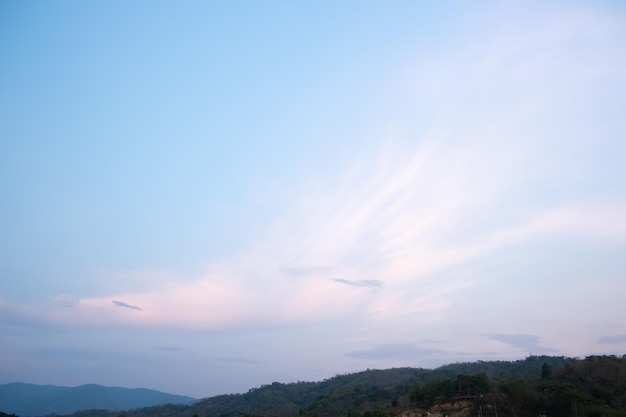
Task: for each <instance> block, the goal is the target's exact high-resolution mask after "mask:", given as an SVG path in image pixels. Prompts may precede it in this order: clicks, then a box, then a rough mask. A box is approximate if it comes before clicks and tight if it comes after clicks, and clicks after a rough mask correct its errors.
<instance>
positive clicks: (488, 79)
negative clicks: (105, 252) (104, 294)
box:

○ ○ ○ ○

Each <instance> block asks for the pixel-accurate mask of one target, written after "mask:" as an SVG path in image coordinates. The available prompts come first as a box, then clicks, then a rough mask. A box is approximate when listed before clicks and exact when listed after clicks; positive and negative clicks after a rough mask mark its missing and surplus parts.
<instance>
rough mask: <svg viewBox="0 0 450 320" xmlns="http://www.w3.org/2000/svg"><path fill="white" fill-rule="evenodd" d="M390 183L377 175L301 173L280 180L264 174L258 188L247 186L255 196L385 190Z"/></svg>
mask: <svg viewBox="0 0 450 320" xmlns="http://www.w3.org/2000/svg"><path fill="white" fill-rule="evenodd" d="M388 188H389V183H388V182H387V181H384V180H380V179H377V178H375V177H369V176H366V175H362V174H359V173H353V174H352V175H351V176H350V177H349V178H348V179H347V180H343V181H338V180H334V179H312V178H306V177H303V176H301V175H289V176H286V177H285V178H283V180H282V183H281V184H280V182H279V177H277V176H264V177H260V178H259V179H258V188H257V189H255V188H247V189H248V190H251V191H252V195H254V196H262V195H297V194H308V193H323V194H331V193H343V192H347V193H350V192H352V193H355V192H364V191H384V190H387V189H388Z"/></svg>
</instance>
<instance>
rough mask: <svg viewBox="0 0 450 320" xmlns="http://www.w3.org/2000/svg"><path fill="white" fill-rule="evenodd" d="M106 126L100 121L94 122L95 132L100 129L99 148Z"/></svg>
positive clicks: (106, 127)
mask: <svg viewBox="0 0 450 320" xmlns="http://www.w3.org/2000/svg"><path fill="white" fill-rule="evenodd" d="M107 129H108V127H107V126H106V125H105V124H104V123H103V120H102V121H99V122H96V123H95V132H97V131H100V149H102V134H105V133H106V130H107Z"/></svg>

○ ○ ○ ○

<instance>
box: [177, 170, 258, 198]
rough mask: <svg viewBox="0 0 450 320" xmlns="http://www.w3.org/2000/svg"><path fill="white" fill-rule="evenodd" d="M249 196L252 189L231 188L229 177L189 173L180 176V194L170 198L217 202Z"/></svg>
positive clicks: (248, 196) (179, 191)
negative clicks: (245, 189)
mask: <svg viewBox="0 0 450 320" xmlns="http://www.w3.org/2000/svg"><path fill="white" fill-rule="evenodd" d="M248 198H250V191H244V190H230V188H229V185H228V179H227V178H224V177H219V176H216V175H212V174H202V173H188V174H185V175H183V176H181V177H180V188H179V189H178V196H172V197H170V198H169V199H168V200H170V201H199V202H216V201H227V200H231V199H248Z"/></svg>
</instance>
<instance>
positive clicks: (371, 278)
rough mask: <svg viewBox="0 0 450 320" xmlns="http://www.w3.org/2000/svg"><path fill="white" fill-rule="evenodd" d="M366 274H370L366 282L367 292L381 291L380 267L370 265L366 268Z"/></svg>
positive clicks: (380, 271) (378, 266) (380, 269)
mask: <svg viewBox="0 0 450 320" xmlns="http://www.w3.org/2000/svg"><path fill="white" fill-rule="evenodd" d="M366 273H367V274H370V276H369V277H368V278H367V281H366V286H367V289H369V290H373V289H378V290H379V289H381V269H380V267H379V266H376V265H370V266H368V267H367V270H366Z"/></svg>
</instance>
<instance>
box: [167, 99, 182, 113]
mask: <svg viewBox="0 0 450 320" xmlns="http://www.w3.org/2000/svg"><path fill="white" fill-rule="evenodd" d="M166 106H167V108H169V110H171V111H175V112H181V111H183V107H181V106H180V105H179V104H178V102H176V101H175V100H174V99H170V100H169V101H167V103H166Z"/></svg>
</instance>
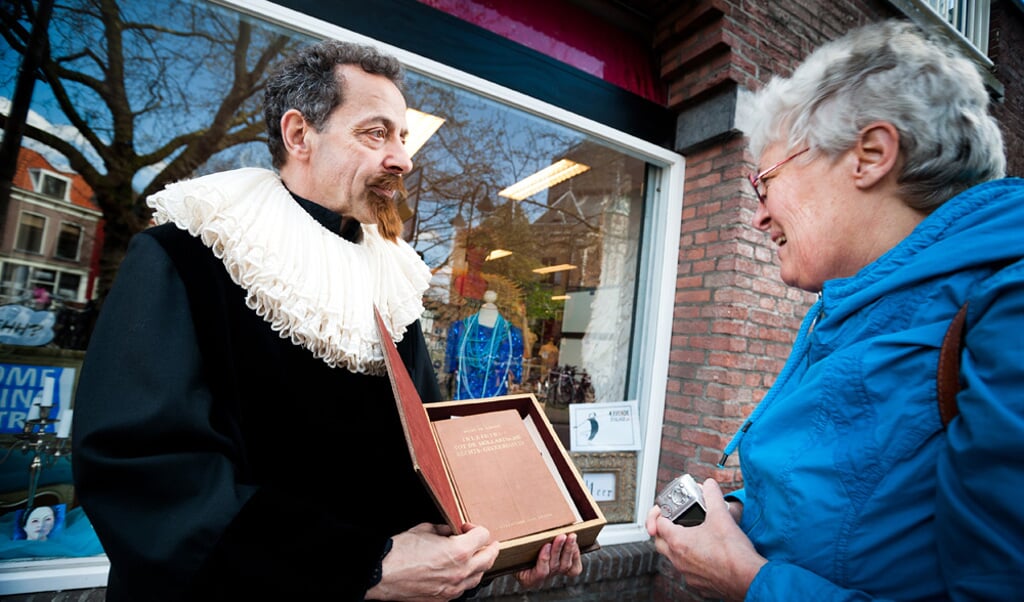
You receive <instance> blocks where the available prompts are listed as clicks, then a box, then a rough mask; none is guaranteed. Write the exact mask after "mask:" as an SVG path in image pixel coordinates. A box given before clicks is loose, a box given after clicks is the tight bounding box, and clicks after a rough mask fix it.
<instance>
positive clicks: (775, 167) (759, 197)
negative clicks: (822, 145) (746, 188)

○ ○ ○ ○

- Assignment -
State how many of the lines above contain the string "tight", matching case exactly. Give only the number.

- Response to this task -
2